--- Excerpted text ---

Cumberland Times-News

Michael A Sawyers - Outdoors

August 11, 2012

Wildlife grasses spring forth after controlled burn in March

OLDTOWN — In March, Jim Mullan was one of the state employees who intentionally set fire to grasses on the Warrior Mountain Wildlife Management Area.

On Tuesday, almost five months after the rapid and intense blaze, Mullan, the western regional manager for the Maryland Wildlife & Heritage Service, stood in that same field and admired the results of the handiwork done by his agency and the Maryland Forest Service.

Specifically, Mullan was checking out the big bluestem grass that seeks to grow almost as high as an elephant’s eye during the spring and summer.

“There is also switchgrass and Indian grass that has come back in,” he said, fondling the flora a couple hundred yards off Oliver Beltz Road.

“This (10-acre) field is managed for wildlife habitat, specifically upland wildlife and the recreation that goes along with it,” Mullan said. “Good wildlife habitat consists of food, water and cover that are close together.”

The real benefactors of this hands-on wildlife management are ground nesting birds —  ranging in size from wild turkeys to sparrows — and mammals such as cottontail rabbits and voles.

“But deer use this habitat too,” Mullan said, “and it wouldn’t be unusual for a bear to be seen here.”

--- Task data ---

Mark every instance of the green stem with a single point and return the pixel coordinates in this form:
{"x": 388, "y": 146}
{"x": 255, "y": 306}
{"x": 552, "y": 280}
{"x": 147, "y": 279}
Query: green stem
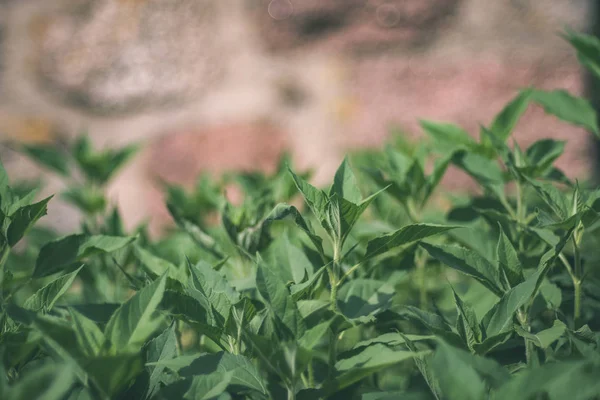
{"x": 311, "y": 375}
{"x": 291, "y": 394}
{"x": 421, "y": 260}
{"x": 3, "y": 258}
{"x": 578, "y": 273}
{"x": 178, "y": 336}
{"x": 530, "y": 352}
{"x": 577, "y": 306}
{"x": 332, "y": 353}
{"x": 333, "y": 271}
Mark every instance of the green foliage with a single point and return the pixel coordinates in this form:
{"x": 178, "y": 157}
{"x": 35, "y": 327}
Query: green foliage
{"x": 389, "y": 296}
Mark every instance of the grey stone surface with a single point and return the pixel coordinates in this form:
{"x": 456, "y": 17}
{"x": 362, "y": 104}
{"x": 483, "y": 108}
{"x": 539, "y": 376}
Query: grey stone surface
{"x": 116, "y": 56}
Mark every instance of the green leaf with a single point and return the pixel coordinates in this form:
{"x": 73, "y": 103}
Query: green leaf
{"x": 163, "y": 347}
{"x": 202, "y": 387}
{"x": 542, "y": 154}
{"x": 89, "y": 337}
{"x": 23, "y": 219}
{"x": 277, "y": 296}
{"x": 215, "y": 287}
{"x": 366, "y": 362}
{"x": 245, "y": 372}
{"x": 49, "y": 382}
{"x": 316, "y": 199}
{"x": 293, "y": 264}
{"x": 341, "y": 217}
{"x": 63, "y": 253}
{"x": 283, "y": 211}
{"x": 499, "y": 319}
{"x": 313, "y": 336}
{"x": 135, "y": 320}
{"x": 114, "y": 373}
{"x": 509, "y": 260}
{"x": 156, "y": 266}
{"x": 545, "y": 338}
{"x": 362, "y": 299}
{"x": 566, "y": 107}
{"x": 345, "y": 185}
{"x": 403, "y": 236}
{"x": 46, "y": 297}
{"x": 467, "y": 324}
{"x": 465, "y": 376}
{"x": 469, "y": 263}
{"x": 433, "y": 322}
{"x": 49, "y": 157}
{"x": 393, "y": 339}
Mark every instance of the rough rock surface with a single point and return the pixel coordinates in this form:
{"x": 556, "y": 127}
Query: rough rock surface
{"x": 352, "y": 25}
{"x": 116, "y": 56}
{"x": 192, "y": 77}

---

### Work to do
1: From the article on the controlled burn, list every animal that is said to use or benefit from the managed field's habitat.
2: How many lines of the rows contain the string "surface"? Give only the number.

### Answer set
1: wild turkeys, sparrows, cottontail rabbits, voles, deer, bear

2: 4